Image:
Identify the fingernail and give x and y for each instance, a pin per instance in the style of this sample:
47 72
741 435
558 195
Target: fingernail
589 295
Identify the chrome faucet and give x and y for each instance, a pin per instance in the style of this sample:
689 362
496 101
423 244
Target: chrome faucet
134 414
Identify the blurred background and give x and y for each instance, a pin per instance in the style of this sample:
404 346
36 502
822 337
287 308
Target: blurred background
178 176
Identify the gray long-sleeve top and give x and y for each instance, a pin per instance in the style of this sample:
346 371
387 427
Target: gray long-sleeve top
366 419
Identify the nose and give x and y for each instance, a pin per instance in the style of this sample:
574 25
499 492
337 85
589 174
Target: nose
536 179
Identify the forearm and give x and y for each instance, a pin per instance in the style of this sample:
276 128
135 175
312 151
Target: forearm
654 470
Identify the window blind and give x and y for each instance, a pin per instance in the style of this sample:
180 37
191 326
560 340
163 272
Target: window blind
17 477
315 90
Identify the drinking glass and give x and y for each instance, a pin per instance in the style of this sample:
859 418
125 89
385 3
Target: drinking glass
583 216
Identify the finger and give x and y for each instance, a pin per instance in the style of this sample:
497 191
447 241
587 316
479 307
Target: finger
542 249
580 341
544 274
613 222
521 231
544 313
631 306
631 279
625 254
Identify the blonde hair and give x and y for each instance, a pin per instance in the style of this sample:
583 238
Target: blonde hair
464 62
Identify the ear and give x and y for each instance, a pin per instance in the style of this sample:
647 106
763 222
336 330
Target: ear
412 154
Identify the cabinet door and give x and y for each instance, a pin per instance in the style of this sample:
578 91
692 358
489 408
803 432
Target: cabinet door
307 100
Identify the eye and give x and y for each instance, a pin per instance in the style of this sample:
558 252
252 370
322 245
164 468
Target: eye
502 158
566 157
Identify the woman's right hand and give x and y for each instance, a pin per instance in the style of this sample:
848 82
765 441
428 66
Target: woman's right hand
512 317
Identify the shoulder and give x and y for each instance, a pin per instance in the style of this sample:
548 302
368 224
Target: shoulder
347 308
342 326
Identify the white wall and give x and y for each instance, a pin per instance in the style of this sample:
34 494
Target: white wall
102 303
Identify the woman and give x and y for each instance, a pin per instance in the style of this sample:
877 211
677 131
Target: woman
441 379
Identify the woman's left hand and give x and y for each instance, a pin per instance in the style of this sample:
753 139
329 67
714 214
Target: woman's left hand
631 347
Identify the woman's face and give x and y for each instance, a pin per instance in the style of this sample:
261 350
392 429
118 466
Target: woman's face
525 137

====

#### Do this
Format the part of the records that opens with the line containing "Identify the woman's right" and closes with the final line of the records as a Markdown table with two columns, Row and Line. Number each line in Row, put its text in Line, and leave out any blank lines.

#### Expected output
| Row | Line |
|---|---|
| 1 | Identify the woman's right hand and give x and y for each instance, a pin per instance in the style of this sample: |
| 2 | 848 82 |
| 3 | 765 441 |
| 4 | 428 66 |
| 5 | Target: woman's right hand |
| 6 | 512 317 |
| 7 | Identify the shoulder and give x and y for each instance, a pin per instance in the style of this sample: |
| 8 | 548 302 |
| 9 | 368 224 |
| 10 | Target: shoulder |
| 11 | 347 308 |
| 12 | 342 326 |
| 13 | Identify the white wall and give x and y for each instance, a pin per instance in the style of this sample: |
| 14 | 34 494 |
| 15 | Target: white wall |
| 16 | 102 303 |
| 17 | Identify the woman and give x and y for each instance, a pin per instance in the style of this sample: |
| 18 | 877 211 |
| 19 | 677 131 |
| 20 | Target: woman |
| 21 | 441 379 |
| 22 | Identify the woman's left hand and give x and y for each instance, a pin per instance in the style of this sample: |
| 23 | 753 139 |
| 24 | 329 67 |
| 25 | 714 214 |
| 26 | Target: woman's left hand |
| 27 | 631 347 |
| 28 | Identify the woman's face and give x and y for each instance, a pin per instance in the style of this sample: |
| 29 | 261 350 |
| 30 | 392 429 |
| 31 | 118 466 |
| 32 | Target: woman's face |
| 33 | 525 137 |